··· PASSAGE PROVIDED

Tens of thousands of Californians living in the U.S. illegally but with individual tax identification numbers will be eligible for payments.

Updated: February 24, 2021 - 2:22pm

California lawmakers have passed their own coronavirus relief legislation — a $7.6 billion package that includes $600 stimulus checks — as congressional Democrats continue their efforts to pass a federal $1.9 trillion package for President Biden.  

California's Democrat-controlled legislature passed the measure on Monday, and Democratic Gov. Gavin Newsom signed it into law on Tuesday.

The package includes $2.1 billion in grants and fee waivers for small businesses. The $600 payments will go to Californians earning less than $30,000 annually.

"Our lower-wage workers have been disproportionately impacted," said state Sen. Nancy Skinner (D-Berkeley). 

Individuals and companies will be able to apply for stimulus assistance as soon as they file their 2020 tax returns. State officials estimate the entire process should take about four to five weeks. 

"This is such an important bill because it gives millions of hardworking Californians instant money that they so desperately need during this tough time, during this pandemic," said Assemblyman Phil Ting, (D-San Francisco).

About 565,000 stimulus payments will go to residents with individual tax identification numbers who did not receive federal stimulus payments and whose income is below $75,000, many of whom are immigrants in the country illegally, according to the Los Angles Times.

State GOP Sen. Jim Nielsen questioned the idea of committing the state budget to the needs of the undocumented population.

"This budget is going to be creating long-term obligation to the undocumented," he said during legislative debate. 

Another Republican legislator, Assemblyman James Gallagher, said that there would be no need for such an extensive relief bill had the state not forced small businesses to close their doors for such a lengthy period of time. 

"This governor arbitrarily and unilaterally decided to shut down mostly small business in this state, and as a result many small businesses have already gone out of business," said Gallagher, who voted to support the business grants bill. 

Applications for the small business grants will be ranked according to multiple criteria, including the  industry-specific severity of pandemic-related economic losses, as well the needs to ensure wide geographic distribution and the equitable representation of minority-owned businesses in grant distribution. 

"Our commitment in that effort is to underserved communities and underrepresented communities, which means we are going to be very mindful of where those dollars go," Newsom said Monday.

······

▸ WORK INSTRUCTION 1
Check each statement against the article on California's relief package and mark it yes or no, quoting the words that decide it: (a) Gov. Gavin Newsom signed the measure into law on Monday. (b) The package includes $2.1 billion in grants and fee waivers for small businesses. (c) Assemblyman James Gallagher voted against the business grants bill.
▸ WORK INSTRUCTION 2
Repeat the part of the article on California's relief package starting at "Applications for the" and ending at "Newsom said Monday.".

··· DATASET RECORDS

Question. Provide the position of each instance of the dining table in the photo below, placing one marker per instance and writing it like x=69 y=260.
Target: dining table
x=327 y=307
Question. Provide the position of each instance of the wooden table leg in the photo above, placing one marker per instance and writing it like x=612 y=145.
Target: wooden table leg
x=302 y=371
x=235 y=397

······

▸ EXPECTED ANSWER 1
(a) No. "California's Democrat-controlled legislature passed the measure on Monday, and Democratic Gov. Gavin Newsom signed it into law on Tuesday."
(b) Yes. "The package includes $2.1 billion in grants and fee waivers for small businesses."
(c) No. "said Gallagher, who voted to support the business grants bill"

▸ EXPECTED ANSWER 2
Applications for the small business grants will be ranked according to multiple criteria, including the  industry-specific severity of pandemic-related economic losses, as well the needs to ensure wide geographic distribution and the equitable representation of minority-owned businesses in grant distribution. 

"Our commitment in that effort is to underserved communities and underrepresented communities, which means we are going to be very mindful of where those dollars go," Newsom said Monday.